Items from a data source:

━━━━━━━━━━━━━━━━━━━━

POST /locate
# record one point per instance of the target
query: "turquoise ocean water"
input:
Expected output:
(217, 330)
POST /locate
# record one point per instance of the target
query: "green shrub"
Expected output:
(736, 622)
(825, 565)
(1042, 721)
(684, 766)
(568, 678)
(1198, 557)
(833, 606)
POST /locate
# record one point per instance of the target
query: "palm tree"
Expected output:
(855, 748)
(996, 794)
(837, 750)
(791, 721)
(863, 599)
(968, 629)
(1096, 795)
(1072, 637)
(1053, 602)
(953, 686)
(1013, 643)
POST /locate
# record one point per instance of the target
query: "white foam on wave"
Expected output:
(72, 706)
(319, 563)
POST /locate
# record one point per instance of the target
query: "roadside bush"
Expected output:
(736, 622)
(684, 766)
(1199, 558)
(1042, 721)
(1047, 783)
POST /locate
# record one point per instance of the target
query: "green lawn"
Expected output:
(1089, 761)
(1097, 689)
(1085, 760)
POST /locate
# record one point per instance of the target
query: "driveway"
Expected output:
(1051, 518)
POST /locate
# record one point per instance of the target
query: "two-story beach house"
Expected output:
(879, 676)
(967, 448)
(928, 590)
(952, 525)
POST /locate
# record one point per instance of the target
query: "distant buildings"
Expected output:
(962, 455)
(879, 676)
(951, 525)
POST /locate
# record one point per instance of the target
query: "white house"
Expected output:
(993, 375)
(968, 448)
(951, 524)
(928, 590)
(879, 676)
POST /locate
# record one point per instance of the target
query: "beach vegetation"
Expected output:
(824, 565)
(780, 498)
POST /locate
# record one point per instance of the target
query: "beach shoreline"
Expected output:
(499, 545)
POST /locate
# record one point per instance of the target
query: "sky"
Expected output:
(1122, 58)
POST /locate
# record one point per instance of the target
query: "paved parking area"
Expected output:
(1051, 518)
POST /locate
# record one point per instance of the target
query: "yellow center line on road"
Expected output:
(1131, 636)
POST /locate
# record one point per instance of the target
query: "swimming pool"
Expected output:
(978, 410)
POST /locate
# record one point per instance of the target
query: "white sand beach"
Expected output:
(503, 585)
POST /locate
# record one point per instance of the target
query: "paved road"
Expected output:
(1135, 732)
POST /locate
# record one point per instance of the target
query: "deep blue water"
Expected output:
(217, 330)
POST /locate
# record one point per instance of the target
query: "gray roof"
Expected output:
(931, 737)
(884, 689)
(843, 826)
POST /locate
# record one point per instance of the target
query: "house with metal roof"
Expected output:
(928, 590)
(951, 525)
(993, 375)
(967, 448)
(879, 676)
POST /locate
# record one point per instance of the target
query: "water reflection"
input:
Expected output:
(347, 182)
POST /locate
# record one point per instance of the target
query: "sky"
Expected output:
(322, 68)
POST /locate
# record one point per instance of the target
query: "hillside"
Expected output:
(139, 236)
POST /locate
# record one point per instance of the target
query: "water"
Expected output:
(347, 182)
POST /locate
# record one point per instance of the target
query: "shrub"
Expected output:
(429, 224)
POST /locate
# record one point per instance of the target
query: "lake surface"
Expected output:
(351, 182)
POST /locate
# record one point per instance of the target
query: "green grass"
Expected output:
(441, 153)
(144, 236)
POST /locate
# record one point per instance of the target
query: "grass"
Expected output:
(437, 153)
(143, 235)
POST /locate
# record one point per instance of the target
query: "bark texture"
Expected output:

━━━━━━━━━━━━━━━━━━━━

■ Exercise
Return solely the count of lines in the data above in which the word "beach" occurs.

■ Output below
4